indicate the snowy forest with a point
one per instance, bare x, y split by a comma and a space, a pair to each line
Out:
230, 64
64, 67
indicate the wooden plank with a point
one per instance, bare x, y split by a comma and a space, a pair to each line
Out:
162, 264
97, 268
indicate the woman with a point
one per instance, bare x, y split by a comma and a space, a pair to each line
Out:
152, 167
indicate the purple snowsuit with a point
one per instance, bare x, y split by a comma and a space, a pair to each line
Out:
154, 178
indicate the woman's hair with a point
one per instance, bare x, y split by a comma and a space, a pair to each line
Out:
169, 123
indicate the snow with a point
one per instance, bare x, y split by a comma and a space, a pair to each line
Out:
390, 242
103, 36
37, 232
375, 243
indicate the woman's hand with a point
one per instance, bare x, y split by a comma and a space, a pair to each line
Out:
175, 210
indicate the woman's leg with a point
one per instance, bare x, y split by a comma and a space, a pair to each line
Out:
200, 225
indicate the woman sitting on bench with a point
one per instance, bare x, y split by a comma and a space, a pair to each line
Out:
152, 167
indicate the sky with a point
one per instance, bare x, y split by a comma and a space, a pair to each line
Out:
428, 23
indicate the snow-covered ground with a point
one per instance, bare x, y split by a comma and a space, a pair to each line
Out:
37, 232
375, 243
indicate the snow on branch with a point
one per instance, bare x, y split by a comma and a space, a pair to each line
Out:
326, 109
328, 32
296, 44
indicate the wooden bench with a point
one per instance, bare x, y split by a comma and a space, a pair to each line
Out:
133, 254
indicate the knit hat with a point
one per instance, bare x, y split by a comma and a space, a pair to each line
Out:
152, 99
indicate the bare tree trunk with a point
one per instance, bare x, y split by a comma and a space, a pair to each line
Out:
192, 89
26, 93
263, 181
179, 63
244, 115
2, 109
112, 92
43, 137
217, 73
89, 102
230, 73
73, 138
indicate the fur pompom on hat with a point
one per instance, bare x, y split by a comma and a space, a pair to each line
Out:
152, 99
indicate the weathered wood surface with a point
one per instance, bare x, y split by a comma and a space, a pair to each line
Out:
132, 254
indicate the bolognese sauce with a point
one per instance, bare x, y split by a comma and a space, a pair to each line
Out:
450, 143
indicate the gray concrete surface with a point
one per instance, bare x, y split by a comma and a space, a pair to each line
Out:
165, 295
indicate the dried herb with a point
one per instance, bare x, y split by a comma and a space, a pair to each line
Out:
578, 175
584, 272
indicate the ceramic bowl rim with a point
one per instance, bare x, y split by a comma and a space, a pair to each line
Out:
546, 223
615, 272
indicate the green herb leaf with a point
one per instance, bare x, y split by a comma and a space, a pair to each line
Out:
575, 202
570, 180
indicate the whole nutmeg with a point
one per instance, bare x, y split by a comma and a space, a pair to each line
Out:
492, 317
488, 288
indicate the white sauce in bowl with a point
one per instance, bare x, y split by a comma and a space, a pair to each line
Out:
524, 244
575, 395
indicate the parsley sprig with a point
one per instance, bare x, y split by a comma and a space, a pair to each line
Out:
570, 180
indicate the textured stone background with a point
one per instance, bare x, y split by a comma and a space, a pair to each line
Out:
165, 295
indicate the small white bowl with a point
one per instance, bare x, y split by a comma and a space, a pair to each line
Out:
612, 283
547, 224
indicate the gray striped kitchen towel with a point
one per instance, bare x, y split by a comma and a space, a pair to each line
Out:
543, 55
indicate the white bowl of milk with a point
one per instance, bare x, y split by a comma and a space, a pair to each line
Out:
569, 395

▶ **What you will do**: Format every line of the entries above as a Markdown table with two columns, Row and Entry line, numbering the rows in order and leaving out any blank lines.

▶ **Exercise result**:
| Row | Entry line |
|---|---|
| 1 | indicate the snowy forest with a point |
| 2 | one per instance, bare x, y split by a comma and a space, a pair to each line |
| 3 | Out: |
| 4 | 230, 64 |
| 5 | 64, 67 |
| 6 | indicate the wooden plank with a point |
| 7 | one per instance, bare x, y split by a comma and a space, a pair to each line |
| 8 | Out: |
| 9 | 162, 264 |
| 10 | 97, 268 |
| 11 | indicate the woman with a point |
| 12 | one per instance, bare x, y split by a comma and a space, a pair to each line |
| 13 | Out: |
| 14 | 152, 167 |
| 15 | indicate the purple snowsuit with a point |
| 16 | one per instance, bare x, y split by a comma and a space, a pair to each line |
| 17 | Out: |
| 18 | 154, 178 |
| 19 | indicate the woman's hair with a point |
| 20 | one per instance, bare x, y split by a comma and a space, a pair to each line |
| 21 | Out: |
| 22 | 169, 123 |
| 23 | indicate the snow with a point |
| 24 | one per instance, bare x, y split by a comma and a space, a pair to each line |
| 25 | Out: |
| 26 | 390, 242 |
| 27 | 103, 36 |
| 28 | 37, 232 |
| 29 | 375, 243 |
| 30 | indicate the woman's hand with a point |
| 31 | one per instance, bare x, y split by a comma and a space, a pair to each line |
| 32 | Out: |
| 33 | 175, 210 |
| 34 | indicate the woman's leg with a point |
| 35 | one per instance, bare x, y split by a comma and a space, a pair to each line |
| 36 | Out: |
| 37 | 200, 225 |
| 38 | indicate the woman sitting on bench with a point |
| 39 | one per instance, bare x, y split by a comma and a space, a pair to each line |
| 40 | Out: |
| 41 | 152, 167 |
| 42 | indicate the sky with a point |
| 43 | one per instance, bare x, y split by a comma and a space, a pair to each line |
| 44 | Out: |
| 45 | 428, 23 |
| 46 | indicate the snow-covered ground with a point |
| 47 | one per instance, bare x, y split by a comma and a space, a pair to each line |
| 48 | Out: |
| 49 | 37, 232 |
| 50 | 375, 243 |
| 51 | indicate the snow on branch with a point |
| 52 | one per instance, bare x, y split by a comma and a space, a pair to each line |
| 53 | Out: |
| 54 | 326, 109 |
| 55 | 328, 32 |
| 56 | 296, 44 |
| 57 | indicate the wooden bench with a point |
| 58 | one per instance, bare x, y split by a comma and a space, a pair to each line |
| 59 | Out: |
| 60 | 133, 254 |
| 61 | indicate the knit hat with a point |
| 62 | one per instance, bare x, y split by a comma and a space, a pair to each line |
| 63 | Out: |
| 64 | 152, 99 |
| 65 | indicate the bare tree trunk with a point |
| 66 | one per instance, bare x, y split by a comma and a space, a pair to each line |
| 67 | Out: |
| 68 | 192, 89 |
| 69 | 26, 93 |
| 70 | 263, 181 |
| 71 | 179, 63 |
| 72 | 244, 115 |
| 73 | 2, 109 |
| 74 | 112, 92 |
| 75 | 43, 137 |
| 76 | 217, 73 |
| 77 | 89, 102 |
| 78 | 230, 73 |
| 79 | 73, 138 |
| 80 | indicate the fur pompom on hat with a point |
| 81 | one per instance, bare x, y split by a comma and a space, a pair to each line |
| 82 | Out: |
| 83 | 152, 99 |
| 84 | indicate the weathered wood surface with a point |
| 85 | one per instance, bare x, y split by a comma and a space, a pair to each line |
| 86 | Out: |
| 87 | 132, 254 |
| 88 | indicate the bolognese sauce with a point |
| 89 | one per instance, bare x, y split by a comma and a space, a pair to each line |
| 90 | Out: |
| 91 | 450, 143 |
| 92 | indicate the gray concrete surface with a point |
| 93 | one per instance, bare x, y split by a comma and a space, a pair to each line |
| 94 | Out: |
| 95 | 165, 295 |
| 96 | indicate the dried herb with a point |
| 97 | one per instance, bare x, y split by a comma and a space, a pair to each line |
| 98 | Out: |
| 99 | 578, 175 |
| 100 | 584, 272 |
| 101 | indicate the ceramic bowl rim with a point |
| 102 | one per instance, bare x, y split by a comma and a space, a pair to each line |
| 103 | Out: |
| 104 | 546, 223 |
| 105 | 615, 272 |
| 106 | indicate the green herb leaf with a point |
| 107 | one per instance, bare x, y split by a comma and a space, a pair to each line |
| 108 | Out: |
| 109 | 575, 202 |
| 110 | 570, 180 |
| 111 | indicate the whole nutmeg with a point |
| 112 | one per instance, bare x, y split by a comma and a space, a pair to each line |
| 113 | Out: |
| 114 | 492, 317 |
| 115 | 488, 288 |
| 116 | indicate the white sauce in bowl with a point |
| 117 | one per instance, bare x, y split by a comma and a space, a pair to each line |
| 118 | Out: |
| 119 | 524, 244 |
| 120 | 575, 395 |
| 121 | indicate the parsley sprig with a point |
| 122 | one per instance, bare x, y split by a comma and a space, a pair to each line |
| 123 | Out: |
| 124 | 570, 180 |
| 125 | indicate the textured stone background with a point |
| 126 | one per instance, bare x, y split by a comma and a space, a pair to each line |
| 127 | Out: |
| 128 | 165, 295 |
| 129 | indicate the small white bowl with a point |
| 130 | one per instance, bare x, y split by a comma and a space, a pair to each line |
| 131 | Out: |
| 132 | 612, 283 |
| 133 | 547, 224 |
| 134 | indicate the gray striped kitchen towel with a point |
| 135 | one per instance, bare x, y split by a comma and a space, a pair to each line |
| 136 | Out: |
| 137 | 543, 55 |
| 138 | indicate the white bowl of milk with a point |
| 139 | one per instance, bare x, y split by a comma and a space, a pair to each line |
| 140 | Out: |
| 141 | 569, 395 |